Tasks to carry out:
**1)** Repeat word for word the part of the essay about facing death between "I attend a weekly" and "whole other story.", inclusive.
**2)** In the essay about facing death, what kind of group does the writer attend each week?
**3)** Pick up the essay about facing death where it stops and keep writing the next part.

Source document:
BEGIN

Those who know me know of my relationship with healing and illness. It is a begrudgingly intimate one that I would’ve rather not had, yet I can honestly say I wouldn’t change having to stare death in the face for anything in the world. Does it make me a little more sensitive to the dead and the issues of ghosts? I think it does. I can’t count the number of times I have met a so-called “expert” and discovered they really know very little of life. They give the best advice (here I mean the diviners/fortune tellers/psychics/mediums) they possibly can, but few have ever stared the End in the eye. Their advice is only as good as their life experience. After all, if you don’t know what it is like to embrace death, how can you ever REALLY KNOW how to live?
I attend a weekly support group for advanced stage cancer patients and can count the dying and the dead as dear friends. They do not scare me; it doesn’t scare me. After all, none of us get out of life alive. I don’t have to have a dire diagnosis to die tomorrow- I could very easily get hit by a crosstown bus at rush hour. (And what a waste of perfectly good chemotherapy that would be! Who do I will my Dilauded to? My friends will probably fight over the Vicatin and Ativan. LOL!) Being a Virgo, what scares me most is leaving a mess behind…”who gets what?” and “where did she put her Will?” I love my husband but the male gender has an allergy to locating things when they need them. If I weren’t alive I seriously doubt my beloved, sweet husband could find his underwear. But that’s a whole other story.

END

Extracted records:
BEGIN

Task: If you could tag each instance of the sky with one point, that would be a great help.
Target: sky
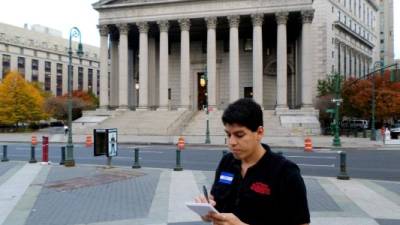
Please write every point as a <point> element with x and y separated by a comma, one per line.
<point>65,14</point>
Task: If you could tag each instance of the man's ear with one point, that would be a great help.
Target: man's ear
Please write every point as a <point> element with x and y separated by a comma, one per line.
<point>260,133</point>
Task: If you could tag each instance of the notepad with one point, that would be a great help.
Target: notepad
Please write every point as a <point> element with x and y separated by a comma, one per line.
<point>201,209</point>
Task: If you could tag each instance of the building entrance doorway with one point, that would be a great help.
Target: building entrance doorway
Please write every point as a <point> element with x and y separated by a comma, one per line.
<point>201,92</point>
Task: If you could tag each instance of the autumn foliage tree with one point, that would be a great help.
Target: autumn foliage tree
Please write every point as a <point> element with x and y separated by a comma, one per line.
<point>357,97</point>
<point>81,100</point>
<point>20,101</point>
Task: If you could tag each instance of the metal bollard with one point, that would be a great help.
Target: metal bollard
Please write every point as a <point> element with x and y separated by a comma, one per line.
<point>136,165</point>
<point>178,166</point>
<point>62,162</point>
<point>4,158</point>
<point>343,174</point>
<point>33,160</point>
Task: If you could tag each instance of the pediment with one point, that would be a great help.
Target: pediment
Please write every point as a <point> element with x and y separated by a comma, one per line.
<point>119,3</point>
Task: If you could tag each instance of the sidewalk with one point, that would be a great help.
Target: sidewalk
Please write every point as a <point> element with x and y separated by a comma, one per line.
<point>34,194</point>
<point>317,141</point>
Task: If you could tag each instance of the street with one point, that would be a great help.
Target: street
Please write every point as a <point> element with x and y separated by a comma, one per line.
<point>366,164</point>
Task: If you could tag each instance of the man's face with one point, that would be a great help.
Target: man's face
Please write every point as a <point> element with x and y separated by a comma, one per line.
<point>242,141</point>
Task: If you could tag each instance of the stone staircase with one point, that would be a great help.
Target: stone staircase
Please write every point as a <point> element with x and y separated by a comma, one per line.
<point>272,125</point>
<point>157,123</point>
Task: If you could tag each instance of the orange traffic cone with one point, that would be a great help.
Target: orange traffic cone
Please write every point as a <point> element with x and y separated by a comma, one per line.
<point>308,145</point>
<point>89,141</point>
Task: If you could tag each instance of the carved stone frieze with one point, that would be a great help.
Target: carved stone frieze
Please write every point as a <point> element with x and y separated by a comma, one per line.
<point>307,16</point>
<point>257,19</point>
<point>211,22</point>
<point>163,25</point>
<point>184,24</point>
<point>103,29</point>
<point>143,27</point>
<point>281,17</point>
<point>234,21</point>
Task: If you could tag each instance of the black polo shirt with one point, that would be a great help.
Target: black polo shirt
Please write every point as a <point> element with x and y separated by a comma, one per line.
<point>271,193</point>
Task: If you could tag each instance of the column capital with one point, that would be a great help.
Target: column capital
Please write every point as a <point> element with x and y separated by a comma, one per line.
<point>163,25</point>
<point>103,29</point>
<point>184,24</point>
<point>307,16</point>
<point>281,17</point>
<point>123,28</point>
<point>143,27</point>
<point>234,21</point>
<point>211,22</point>
<point>257,19</point>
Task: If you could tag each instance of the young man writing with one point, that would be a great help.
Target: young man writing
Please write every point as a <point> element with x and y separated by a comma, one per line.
<point>252,184</point>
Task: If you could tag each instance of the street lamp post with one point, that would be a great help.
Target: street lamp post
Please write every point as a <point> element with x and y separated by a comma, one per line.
<point>373,107</point>
<point>69,157</point>
<point>337,101</point>
<point>203,82</point>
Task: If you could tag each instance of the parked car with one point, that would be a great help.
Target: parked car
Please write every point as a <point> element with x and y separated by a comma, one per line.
<point>395,130</point>
<point>355,124</point>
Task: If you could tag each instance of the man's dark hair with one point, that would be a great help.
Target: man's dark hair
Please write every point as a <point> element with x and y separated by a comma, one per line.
<point>244,112</point>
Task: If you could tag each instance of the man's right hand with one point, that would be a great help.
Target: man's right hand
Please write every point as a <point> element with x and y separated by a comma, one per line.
<point>202,199</point>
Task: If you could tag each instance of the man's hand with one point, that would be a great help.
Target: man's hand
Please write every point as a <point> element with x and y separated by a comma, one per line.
<point>225,219</point>
<point>202,199</point>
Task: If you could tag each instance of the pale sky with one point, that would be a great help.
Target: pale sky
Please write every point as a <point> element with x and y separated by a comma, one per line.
<point>65,14</point>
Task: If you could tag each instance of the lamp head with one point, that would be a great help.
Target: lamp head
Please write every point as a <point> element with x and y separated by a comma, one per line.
<point>80,50</point>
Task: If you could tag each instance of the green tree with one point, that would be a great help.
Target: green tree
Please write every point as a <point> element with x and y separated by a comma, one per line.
<point>20,102</point>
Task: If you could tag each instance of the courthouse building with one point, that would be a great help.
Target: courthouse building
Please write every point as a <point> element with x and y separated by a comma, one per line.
<point>40,54</point>
<point>271,50</point>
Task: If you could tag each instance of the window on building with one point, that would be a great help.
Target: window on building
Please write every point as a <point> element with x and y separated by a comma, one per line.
<point>80,78</point>
<point>90,80</point>
<point>59,79</point>
<point>6,64</point>
<point>21,66</point>
<point>47,76</point>
<point>35,70</point>
<point>98,82</point>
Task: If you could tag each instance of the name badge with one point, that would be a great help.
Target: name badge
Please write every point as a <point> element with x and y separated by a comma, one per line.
<point>226,178</point>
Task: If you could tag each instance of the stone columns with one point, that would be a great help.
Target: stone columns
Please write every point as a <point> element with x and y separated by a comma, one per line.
<point>281,20</point>
<point>257,58</point>
<point>234,58</point>
<point>306,48</point>
<point>143,66</point>
<point>164,64</point>
<point>123,66</point>
<point>211,62</point>
<point>185,63</point>
<point>114,71</point>
<point>104,30</point>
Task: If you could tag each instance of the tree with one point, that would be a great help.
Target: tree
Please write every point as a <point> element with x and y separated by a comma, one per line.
<point>58,106</point>
<point>20,101</point>
<point>357,97</point>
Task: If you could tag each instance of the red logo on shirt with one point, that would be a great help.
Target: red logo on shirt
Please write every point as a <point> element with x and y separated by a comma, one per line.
<point>261,188</point>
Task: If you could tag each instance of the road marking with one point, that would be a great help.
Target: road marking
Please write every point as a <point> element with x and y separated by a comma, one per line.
<point>316,165</point>
<point>311,157</point>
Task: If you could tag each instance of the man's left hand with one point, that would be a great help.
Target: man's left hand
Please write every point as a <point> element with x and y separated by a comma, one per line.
<point>225,219</point>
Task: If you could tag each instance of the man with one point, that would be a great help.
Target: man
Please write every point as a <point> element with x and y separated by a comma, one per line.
<point>252,184</point>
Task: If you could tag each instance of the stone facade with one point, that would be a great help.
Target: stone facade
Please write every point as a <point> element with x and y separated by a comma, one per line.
<point>43,57</point>
<point>273,51</point>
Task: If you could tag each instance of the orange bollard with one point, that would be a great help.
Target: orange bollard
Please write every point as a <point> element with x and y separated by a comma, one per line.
<point>34,140</point>
<point>308,145</point>
<point>89,141</point>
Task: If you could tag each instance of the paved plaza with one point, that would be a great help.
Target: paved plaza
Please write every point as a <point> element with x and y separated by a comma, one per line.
<point>33,194</point>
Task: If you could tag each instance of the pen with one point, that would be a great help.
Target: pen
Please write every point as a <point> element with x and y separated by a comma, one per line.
<point>205,193</point>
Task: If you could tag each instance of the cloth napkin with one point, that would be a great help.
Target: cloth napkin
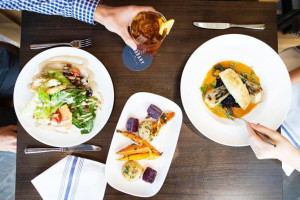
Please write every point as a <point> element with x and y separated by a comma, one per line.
<point>290,128</point>
<point>72,178</point>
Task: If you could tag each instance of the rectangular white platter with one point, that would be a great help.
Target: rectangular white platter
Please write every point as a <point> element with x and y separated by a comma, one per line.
<point>166,142</point>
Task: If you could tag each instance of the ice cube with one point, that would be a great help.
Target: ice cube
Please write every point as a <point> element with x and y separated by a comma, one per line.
<point>141,39</point>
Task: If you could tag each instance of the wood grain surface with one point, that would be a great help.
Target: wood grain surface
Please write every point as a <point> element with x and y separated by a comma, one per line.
<point>201,169</point>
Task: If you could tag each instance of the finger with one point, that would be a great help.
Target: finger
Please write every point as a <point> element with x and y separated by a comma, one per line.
<point>14,145</point>
<point>253,137</point>
<point>264,130</point>
<point>13,149</point>
<point>128,40</point>
<point>12,135</point>
<point>144,8</point>
<point>12,127</point>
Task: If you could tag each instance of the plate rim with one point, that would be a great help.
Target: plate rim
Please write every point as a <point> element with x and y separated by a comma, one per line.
<point>164,177</point>
<point>66,54</point>
<point>184,72</point>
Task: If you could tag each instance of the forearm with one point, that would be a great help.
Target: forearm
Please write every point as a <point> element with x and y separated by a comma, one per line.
<point>295,76</point>
<point>82,10</point>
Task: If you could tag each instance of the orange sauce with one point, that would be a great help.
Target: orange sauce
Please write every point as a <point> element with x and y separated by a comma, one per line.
<point>239,68</point>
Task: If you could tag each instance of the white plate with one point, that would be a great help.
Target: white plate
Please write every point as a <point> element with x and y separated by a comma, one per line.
<point>22,95</point>
<point>267,65</point>
<point>136,106</point>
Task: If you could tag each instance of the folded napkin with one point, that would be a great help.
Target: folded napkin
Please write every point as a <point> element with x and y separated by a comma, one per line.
<point>290,128</point>
<point>72,178</point>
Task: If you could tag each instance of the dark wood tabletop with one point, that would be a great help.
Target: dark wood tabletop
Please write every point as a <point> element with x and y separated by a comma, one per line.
<point>201,168</point>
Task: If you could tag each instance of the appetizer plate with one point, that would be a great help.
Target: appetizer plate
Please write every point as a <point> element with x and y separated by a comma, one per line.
<point>136,107</point>
<point>22,95</point>
<point>267,65</point>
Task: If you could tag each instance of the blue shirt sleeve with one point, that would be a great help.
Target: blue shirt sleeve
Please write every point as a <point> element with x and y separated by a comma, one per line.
<point>82,10</point>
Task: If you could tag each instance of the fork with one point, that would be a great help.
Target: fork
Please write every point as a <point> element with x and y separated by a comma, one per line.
<point>74,43</point>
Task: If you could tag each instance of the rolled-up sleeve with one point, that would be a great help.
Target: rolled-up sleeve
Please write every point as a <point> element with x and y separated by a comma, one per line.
<point>82,10</point>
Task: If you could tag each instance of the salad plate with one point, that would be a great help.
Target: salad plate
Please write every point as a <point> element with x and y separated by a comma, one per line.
<point>82,93</point>
<point>165,142</point>
<point>267,65</point>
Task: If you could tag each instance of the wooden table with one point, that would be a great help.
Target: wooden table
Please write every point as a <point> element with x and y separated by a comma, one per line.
<point>201,169</point>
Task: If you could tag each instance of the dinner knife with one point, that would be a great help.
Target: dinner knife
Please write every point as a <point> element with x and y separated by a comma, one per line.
<point>212,25</point>
<point>82,147</point>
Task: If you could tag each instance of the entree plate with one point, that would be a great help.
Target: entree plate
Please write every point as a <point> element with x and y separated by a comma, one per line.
<point>267,65</point>
<point>22,96</point>
<point>166,142</point>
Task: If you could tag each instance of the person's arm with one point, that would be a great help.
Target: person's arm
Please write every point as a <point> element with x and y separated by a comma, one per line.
<point>82,10</point>
<point>295,76</point>
<point>283,151</point>
<point>8,138</point>
<point>115,19</point>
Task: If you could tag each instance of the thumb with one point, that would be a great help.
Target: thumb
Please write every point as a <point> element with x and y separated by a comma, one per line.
<point>128,40</point>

END

Activity answers:
**1)**
I attend a weekly support group for advanced stage cancer patients and can count the dying and the dead as dear friends. They do not scare me; it doesn’t scare me. After all, none of us get out of life alive. I don’t have to have a dire diagnosis to die tomorrow- I could very easily get hit by a crosstown bus at rush hour. (And what a waste of perfectly good chemotherapy that would be! Who do I will my Dilauded to? My friends will probably fight over the Vicatin and Ativan. LOL!) Being a Virgo, what scares me most is leaving a mess behind…”who gets what?” and “where did she put her Will?” I love my husband but the male gender has an allergy to locating things when they need them. If I weren’t alive I seriously doubt my beloved, sweet husband could find his underwear. But that’s a whole other story.

**2)** A support group for advanced stage cancer patients.

**3)**
Anyway, a couple days ago I learned a friend of mine with advanced breast cancer was given 2 years to live. She’s 35. I was devastated. She is someone who lights the room up with her presence and whose growth since her recurrance has been tenfold. I look in her eyes and I see the Sun. I know others, too, see it. if there is an a ray of light in our little band of survivors, it is N…She’s made the decision to discontinue treatment and return home. So now we all must say good-bye. And Good-Bye.
From one dead woman walking to another, my friend, I wish you radical joy; unbridled freedom, and senseless, effortless abandon.